Unter Berücksichtigung der Ausführungen des Bundessozialgerichts sowie der im Parallelverfahren gehörten Sachverständigen I4 und I1 in ihren zitierten Gutachten hat die Kammer die von der Beklagten erhobenen Bedenken nicht mehr für durchgreifend gehalten. So ist unter Berücksichtigung der zitierten Gutachten insbesondere von der vom Kläger geltend gemachten höheren Stand- und Gangsicherheit der begehrten Prothese allgemein und auch in seinem Fall auszugehen. Nach den Schilderungen des Klägers im Termin zur mündlichen Verhandlung ist die Kammer auch nicht davon ausgegangen, dass es sich bei der Versorgung mit der technisch verbesserten und teureren Prothese um einen unverhältnismäßigen und dem Wirtschaftlichkeitsgebot widersprechenden Kostenaufwand handelt. Insoweit konnten die weiteren Erörterungen der Gutachter zur Wirtschaftlichkeit, z. B. die Ausführung des I4 , dass die C-Leg-Prothese keine höheren Folgekosten verursache als die Endolite-Prothese, und der Hinweis des I1 auf die Vermeidung von Kosten für die Behandlung von Fehlbelastungs- oder Sturzschäden, dahingestellt bleiben.

Die Kostenentscheidung beruht auf § 193 des Sozialgerichtsgesetzes (SGG).

- BEREITGESTELLTE DATEN
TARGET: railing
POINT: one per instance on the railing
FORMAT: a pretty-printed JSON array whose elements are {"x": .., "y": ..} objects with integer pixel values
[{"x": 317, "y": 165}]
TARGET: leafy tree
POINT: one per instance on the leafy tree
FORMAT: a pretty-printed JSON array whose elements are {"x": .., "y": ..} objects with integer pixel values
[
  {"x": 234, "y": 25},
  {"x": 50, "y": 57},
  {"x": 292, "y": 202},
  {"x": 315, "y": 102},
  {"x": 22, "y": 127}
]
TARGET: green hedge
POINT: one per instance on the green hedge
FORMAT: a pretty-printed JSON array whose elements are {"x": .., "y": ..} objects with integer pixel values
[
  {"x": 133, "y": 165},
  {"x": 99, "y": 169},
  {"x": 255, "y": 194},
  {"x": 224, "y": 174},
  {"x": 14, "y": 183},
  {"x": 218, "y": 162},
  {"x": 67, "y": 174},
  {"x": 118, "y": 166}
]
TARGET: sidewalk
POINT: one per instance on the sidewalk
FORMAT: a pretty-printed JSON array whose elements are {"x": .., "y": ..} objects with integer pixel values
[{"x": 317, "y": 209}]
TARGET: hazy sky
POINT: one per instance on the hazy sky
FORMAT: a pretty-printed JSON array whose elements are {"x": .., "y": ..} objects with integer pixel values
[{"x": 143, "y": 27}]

- AUFGABENSTELLUNG
Auf welcher Vorschrift beruht laut dem Textauszug die Kostenentscheidung? Die Daten spielen hierfür keine Rolle.

- ANTWORT
Sie beruht auf § 193 des Sozialgerichtsgesetzes (SGG).